_Data_.
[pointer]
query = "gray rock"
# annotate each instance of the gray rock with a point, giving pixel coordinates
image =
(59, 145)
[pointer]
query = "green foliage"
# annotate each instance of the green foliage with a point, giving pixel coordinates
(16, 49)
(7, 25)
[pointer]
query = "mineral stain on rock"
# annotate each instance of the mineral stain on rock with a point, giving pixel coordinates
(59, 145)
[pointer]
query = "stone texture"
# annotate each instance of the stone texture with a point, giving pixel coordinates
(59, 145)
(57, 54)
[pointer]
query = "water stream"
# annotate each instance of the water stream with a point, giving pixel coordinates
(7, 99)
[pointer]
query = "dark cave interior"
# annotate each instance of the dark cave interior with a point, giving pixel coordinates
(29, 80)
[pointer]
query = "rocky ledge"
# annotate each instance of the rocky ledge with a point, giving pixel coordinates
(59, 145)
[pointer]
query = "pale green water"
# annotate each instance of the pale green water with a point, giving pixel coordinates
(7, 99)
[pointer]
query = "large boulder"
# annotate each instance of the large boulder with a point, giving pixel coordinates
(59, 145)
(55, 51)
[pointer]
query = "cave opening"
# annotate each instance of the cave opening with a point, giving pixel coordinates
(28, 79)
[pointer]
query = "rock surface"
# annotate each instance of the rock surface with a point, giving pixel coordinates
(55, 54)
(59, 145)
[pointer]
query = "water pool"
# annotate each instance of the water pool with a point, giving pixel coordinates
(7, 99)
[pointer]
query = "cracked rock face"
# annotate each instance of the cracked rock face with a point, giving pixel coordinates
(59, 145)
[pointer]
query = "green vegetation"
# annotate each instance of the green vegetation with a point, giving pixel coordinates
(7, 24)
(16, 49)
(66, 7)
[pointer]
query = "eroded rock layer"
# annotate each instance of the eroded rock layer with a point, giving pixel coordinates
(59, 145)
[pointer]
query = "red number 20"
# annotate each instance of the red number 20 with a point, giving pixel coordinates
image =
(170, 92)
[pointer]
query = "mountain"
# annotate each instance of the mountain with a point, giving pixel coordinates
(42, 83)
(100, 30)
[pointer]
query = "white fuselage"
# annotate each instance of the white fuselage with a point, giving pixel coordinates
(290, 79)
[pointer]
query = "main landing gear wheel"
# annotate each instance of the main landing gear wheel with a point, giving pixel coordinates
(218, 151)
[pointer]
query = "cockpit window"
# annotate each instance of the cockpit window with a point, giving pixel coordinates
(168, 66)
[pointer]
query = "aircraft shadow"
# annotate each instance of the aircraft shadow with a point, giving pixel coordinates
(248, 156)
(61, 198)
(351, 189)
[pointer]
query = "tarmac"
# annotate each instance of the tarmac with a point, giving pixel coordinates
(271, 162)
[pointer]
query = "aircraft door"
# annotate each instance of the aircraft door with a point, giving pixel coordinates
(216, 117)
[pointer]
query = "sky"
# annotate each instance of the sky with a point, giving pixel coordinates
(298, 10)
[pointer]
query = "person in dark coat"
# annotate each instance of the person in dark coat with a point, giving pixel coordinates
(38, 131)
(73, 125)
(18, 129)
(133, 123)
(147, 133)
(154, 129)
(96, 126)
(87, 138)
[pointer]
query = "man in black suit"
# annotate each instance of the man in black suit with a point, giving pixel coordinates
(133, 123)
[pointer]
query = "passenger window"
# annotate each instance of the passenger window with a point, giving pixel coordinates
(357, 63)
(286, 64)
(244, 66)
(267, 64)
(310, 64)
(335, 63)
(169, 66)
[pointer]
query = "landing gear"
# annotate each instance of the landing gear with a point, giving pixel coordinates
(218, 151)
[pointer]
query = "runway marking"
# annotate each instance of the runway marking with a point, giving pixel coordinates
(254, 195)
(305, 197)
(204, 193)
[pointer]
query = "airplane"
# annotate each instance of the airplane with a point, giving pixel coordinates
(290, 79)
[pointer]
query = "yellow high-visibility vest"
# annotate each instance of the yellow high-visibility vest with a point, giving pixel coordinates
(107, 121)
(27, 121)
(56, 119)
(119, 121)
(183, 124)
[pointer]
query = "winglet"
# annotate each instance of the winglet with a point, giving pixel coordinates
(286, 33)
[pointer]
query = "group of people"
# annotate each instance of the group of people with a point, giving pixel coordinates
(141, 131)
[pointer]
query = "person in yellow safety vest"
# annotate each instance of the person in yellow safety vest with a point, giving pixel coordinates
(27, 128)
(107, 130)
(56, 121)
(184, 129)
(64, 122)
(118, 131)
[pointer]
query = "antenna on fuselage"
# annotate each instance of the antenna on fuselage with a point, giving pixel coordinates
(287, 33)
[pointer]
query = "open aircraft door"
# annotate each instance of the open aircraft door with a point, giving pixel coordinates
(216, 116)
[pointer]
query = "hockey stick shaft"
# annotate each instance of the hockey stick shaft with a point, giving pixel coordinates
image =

_Problem_.
In the entries above, tally the lines containing the word "number" and return only the tally.

_Solution for this exercise_.
2